▶ **TASK BRIEF**: Quote every line as given.

▶ **PROVIDED ENTRIES**:
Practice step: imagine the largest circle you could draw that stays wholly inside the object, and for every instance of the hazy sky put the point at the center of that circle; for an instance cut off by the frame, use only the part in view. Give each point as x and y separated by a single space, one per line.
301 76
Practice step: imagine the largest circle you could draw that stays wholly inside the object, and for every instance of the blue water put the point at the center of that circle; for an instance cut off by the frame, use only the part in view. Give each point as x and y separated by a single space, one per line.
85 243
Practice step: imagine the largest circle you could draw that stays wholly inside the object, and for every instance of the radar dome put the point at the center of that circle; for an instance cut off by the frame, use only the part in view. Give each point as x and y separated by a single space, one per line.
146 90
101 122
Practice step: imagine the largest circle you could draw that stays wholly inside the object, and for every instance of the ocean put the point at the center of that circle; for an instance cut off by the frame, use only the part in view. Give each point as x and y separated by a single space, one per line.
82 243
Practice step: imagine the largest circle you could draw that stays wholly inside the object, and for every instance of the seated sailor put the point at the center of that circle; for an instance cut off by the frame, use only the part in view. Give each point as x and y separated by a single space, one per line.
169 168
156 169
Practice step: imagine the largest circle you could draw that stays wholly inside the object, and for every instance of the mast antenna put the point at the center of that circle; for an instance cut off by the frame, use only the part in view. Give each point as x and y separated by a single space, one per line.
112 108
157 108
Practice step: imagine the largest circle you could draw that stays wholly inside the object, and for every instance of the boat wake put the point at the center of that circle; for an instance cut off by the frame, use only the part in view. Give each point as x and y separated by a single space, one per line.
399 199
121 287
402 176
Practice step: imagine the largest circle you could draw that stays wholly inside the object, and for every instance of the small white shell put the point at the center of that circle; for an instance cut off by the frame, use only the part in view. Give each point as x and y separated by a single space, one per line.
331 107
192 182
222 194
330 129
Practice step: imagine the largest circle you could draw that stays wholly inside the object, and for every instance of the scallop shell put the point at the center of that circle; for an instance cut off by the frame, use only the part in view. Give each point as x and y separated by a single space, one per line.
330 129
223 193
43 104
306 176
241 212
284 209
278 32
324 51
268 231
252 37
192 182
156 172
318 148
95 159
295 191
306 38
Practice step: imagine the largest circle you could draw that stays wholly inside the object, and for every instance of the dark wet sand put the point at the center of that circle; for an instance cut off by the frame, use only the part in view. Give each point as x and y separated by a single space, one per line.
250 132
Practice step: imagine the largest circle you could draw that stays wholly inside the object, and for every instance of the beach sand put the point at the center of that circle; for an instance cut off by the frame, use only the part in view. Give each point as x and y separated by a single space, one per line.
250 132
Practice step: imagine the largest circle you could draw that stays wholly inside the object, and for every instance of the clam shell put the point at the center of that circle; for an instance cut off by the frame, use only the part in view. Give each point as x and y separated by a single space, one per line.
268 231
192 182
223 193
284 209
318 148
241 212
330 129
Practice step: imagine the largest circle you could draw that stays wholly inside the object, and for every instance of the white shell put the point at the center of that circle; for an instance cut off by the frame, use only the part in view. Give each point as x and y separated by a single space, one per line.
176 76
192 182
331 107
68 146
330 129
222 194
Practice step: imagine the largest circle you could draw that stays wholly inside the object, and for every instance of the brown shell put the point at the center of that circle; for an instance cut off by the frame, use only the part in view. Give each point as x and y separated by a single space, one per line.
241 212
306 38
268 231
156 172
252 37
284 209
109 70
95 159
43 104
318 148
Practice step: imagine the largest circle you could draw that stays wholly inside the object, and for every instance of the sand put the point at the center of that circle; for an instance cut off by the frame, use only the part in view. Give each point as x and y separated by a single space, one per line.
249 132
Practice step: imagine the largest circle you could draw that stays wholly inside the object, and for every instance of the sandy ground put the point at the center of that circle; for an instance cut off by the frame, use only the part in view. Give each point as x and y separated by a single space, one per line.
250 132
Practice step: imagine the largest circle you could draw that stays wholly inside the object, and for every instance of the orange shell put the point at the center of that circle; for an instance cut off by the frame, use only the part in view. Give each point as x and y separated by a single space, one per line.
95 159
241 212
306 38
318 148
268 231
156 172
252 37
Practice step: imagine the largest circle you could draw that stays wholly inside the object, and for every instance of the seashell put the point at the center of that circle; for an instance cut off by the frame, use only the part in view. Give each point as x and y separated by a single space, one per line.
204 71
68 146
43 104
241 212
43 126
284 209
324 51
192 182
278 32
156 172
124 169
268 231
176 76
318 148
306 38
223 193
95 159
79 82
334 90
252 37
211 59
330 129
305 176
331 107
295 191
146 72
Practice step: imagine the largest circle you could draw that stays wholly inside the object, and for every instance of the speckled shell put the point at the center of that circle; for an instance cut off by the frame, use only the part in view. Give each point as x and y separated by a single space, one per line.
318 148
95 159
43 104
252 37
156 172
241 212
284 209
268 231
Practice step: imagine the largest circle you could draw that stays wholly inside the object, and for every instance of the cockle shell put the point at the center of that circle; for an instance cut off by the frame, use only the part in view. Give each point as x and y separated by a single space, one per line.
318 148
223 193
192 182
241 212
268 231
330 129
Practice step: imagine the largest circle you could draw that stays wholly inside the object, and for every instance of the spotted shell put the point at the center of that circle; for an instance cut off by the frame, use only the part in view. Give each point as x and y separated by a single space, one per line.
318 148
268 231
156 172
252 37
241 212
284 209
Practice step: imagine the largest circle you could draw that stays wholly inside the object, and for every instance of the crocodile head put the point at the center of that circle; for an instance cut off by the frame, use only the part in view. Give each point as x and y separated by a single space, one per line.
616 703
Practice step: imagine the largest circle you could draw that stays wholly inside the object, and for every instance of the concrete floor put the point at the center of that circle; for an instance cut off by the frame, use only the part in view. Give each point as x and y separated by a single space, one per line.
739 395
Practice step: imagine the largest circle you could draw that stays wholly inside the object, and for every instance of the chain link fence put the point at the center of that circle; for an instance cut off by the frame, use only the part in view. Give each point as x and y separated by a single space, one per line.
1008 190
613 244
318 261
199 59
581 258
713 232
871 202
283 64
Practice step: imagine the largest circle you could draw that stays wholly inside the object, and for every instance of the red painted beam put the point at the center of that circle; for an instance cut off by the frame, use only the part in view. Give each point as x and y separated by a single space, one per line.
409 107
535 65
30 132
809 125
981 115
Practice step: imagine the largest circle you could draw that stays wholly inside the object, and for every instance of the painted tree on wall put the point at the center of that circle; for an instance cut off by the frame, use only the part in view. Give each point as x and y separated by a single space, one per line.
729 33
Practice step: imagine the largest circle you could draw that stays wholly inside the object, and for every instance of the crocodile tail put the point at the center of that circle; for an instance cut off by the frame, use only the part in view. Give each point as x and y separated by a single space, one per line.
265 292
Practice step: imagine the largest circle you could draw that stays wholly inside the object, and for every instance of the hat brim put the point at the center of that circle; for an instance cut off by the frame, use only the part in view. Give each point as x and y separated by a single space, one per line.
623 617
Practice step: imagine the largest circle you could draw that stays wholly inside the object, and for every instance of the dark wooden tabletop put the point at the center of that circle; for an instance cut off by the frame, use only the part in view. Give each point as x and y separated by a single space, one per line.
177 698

▶ **REPLY**:
Practice step: imagine the largest circle you could draw that stays wholly inside the object, and for every instance of the hazy sky put the point at the center of that circle; for an instance cut off by the frame, use only the part in view. Give each point as x and y separated by a single space, one per line.
301 76
Practice step: imagine the largest circle you could draw that stays wholly inside the object, and for every instance of the blue water put the point at the center of that circle; for an instance cut off by the frame, use only the part in view. Give each point as x and y separated by a single space, one per line.
85 243
Practice step: imagine the largest circle you could draw that stays wholly inside the object, and for every instance of the radar dome put the point at the center of that circle; for an instance cut off by the frame, use only the part in view. Give each point as x and y separated by a single space, one per line.
146 90
101 122
Practice step: imagine the largest circle you could draw that stays wholly inside the object, and for every instance of the ocean put the point at the center of that circle; for an instance cut off by the frame, use only the part in view. Give each point as x and y separated by a single space, one per line.
82 243
Practice step: imagine the largest circle you could draw that stays wholly inside the object, and for every instance of the seated sailor put the point at the center of that circle; for an instance cut off by the frame, use only the part in view. Give each point as x and y separated by a single space, one per line.
169 168
156 169
Practice step: imagine the largest circle you could draw that stays wholly inside the object, and for every instance of the mast antenna put the point at the center of that circle; for an instance cut off by the frame, use only the part in view. Give each point as x and y separated by a single space, one per line.
112 108
157 108
Practice step: imagine the largest circle you could draw that stays wholly inside the object, and for every instance of the boat wake put the point at the center of that circle; for an instance cut off by the frame, use only the part in view. Give each point as x and y separated by a single space, one per line.
399 199
121 287
402 176
Practice step: imagine the largest circle you could draw that stays wholly inside the object, and for every instance of the small white shell put the point at the center of that circle; for an instance cut off by the frame, use only the part in view. Give each point as x and y separated by a single space, one per line.
331 107
192 182
222 194
330 129
Practice step: imagine the largest circle you could draw that stays wholly inside the object, and for every instance of the scallop shell put the point at the center of that circle; for an instance cut off by the frame, use only the part in view. Give each point as x and y separated by a single space, one per line.
330 129
223 193
43 104
306 176
241 212
284 209
278 32
324 51
268 231
252 37
192 182
156 172
318 148
95 159
295 191
306 38
Practice step: imagine the largest circle you could draw that stays wholly inside the object, and for every instance of the dark wet sand put the point at the center of that circle; for an instance cut off by the frame, use only the part in view. Give each point as x and y separated by a single space, one per line.
250 132
Practice step: imagine the largest circle you could draw that stays wholly inside the object, and for every instance of the beach sand put the point at the center of that circle; for an instance cut off by the frame, use only the part in view. Give each point as x and y separated by a single space, one per line.
250 132
Practice step: imagine the largest circle you could draw that stays wholly inside the object, and for every instance of the clam shell put the point at the center of that circle; for an instance cut off by the frame, use only the part in view. Give each point as x and y separated by a single space, one per line.
268 231
192 182
223 193
284 209
318 148
241 212
330 129
Practice step: imagine the largest circle you could draw that stays wholly inside the object, and for every instance of the white shell put the point at the center of that circle; for an instance cut off by the frame, use only the part in view. Give each point as x and y separated by a single space, one per line.
176 76
192 182
331 107
68 146
330 129
222 194
Practice step: imagine the largest circle you could draw that stays wholly inside the object, and for every instance of the brown shell put the point at the center of that circle; for an instance cut off by the frame, use only the part in view. Give each point as x and y separated by a single space, one per line.
241 212
306 38
268 231
156 172
252 37
284 209
109 70
95 159
43 104
318 148
Practice step: imagine the largest circle you could draw that stays wholly inside the object, and for every instance of the sand put the point at the center of that circle; for an instance cut off by the frame, use only the part in view. Give each point as x and y separated by a single space, one per line.
249 132
Practice step: imagine the largest circle you could draw that stays wholly inside the object, and for every instance of the sandy ground put the point at the center of that circle; for an instance cut off by the frame, use only the part in view. Give each point as x and y separated by a single space, one per line.
250 132
Practice step: imagine the largest circle you could draw that stays wholly inside the object, and for every instance of the orange shell put the point at the center of that circle; for an instance cut off by the frame, use only the part in view. Give each point as x and y separated by a single space, one per line.
95 159
241 212
306 38
318 148
268 231
156 172
252 37
Practice step: imagine the largest circle you could draw that stays wholly inside the object, and for every instance of the seashell put the point at the center of that circle; for an instance cut off by the frame, use only the part in view. Give each point as x and y separated by a single space, one per line.
204 71
68 146
43 104
241 212
43 126
284 209
324 51
192 182
278 32
156 172
124 169
268 231
176 76
318 148
306 38
223 193
95 159
79 82
334 90
252 37
211 59
330 129
305 176
331 107
295 191
146 72
Practice step: imagine the largest circle you could draw that stays wholly inside the object, and for every instance of the speckled shell put the point at the center of that circle; for an instance cut off by the frame, use only the part in view. Give each point as x and y separated by a single space, one per line.
318 148
95 159
43 104
252 37
156 172
241 212
284 209
268 231
Practice step: imagine the largest circle you could draw that stays wholly inside the object, and for every instance of the cockle shell put the point at the center of that circle; for an instance cut off by the frame, use only the part in view. Give each point as x and y separated by a single space, one per line.
318 148
223 193
192 182
241 212
268 231
330 129
Practice step: imagine the largest circle you could draw that stays wholly inside the object, and for every instance of the spotted shell put the point at the center of that circle; for an instance cut off by the frame, use only the part in view. Give each point as x and y separated by a single space, one per line.
318 148
268 231
156 172
252 37
241 212
284 209
Practice step: imagine the largest circle you could draw that stays wholly inside the object, and for every instance of the crocodile head put the point at the center of that circle; for an instance cut off by the frame, use only the part in view. Give each point as x and y separated by a single space, one per line.
616 703
Practice step: imagine the largest circle you could draw that stays wholly inside the object, and for every instance of the concrete floor put the point at the center of that circle; for an instance cut off by the frame, use only the part in view. Give each point as x and y separated by a single space, one per line.
739 395
Practice step: imagine the largest circle you could draw that stays wholly inside the object, and for every instance of the chain link fence put the point at the center of that circle; for an instance cut off by the frame, use only the part in view. Give each point as x and y separated by a single space, one per line.
1008 190
613 244
318 261
199 59
581 258
713 232
871 202
283 64
Practice step: imagine the largest circle you could draw that stays wholly inside the object, and for every instance of the red painted beam put the point at the center of that circle; for an instance cut off by the frame, use only the part in view. Give each point as x and y separated by a single space, one per line.
409 107
535 65
30 132
809 125
981 115
Practice step: imagine the largest circle you could draw that stays wholly inside the object, and for every instance of the painted tree on wall put the point at the center of that circle; for an instance cut off by the frame, use only the part in view. Give each point as x and y separated by a single space, one per line.
729 33
Practice step: imagine the largest circle you could draw that stays wholly inside the object, and for every instance of the crocodile tail put the point at the center of that circle; for an instance cut off by the frame, use only the part in view. Give each point as x and y separated by a single space, one per line.
265 292
Practice step: imagine the largest circle you could draw that stays wholly inside the object, and for every instance of the hat brim put the point at the center of that circle; for an instance cut off by the frame, use only the part in view. Give each point as x and y separated by a single space, one per line.
623 617
Practice step: imagine the largest circle you could draw that stays wholly inside the object, and for every instance of the dark wooden tabletop put the point at the center of that circle; for an instance cut off by the frame, use only the part in view. Give each point as x and y separated by a single space, one per line.
177 698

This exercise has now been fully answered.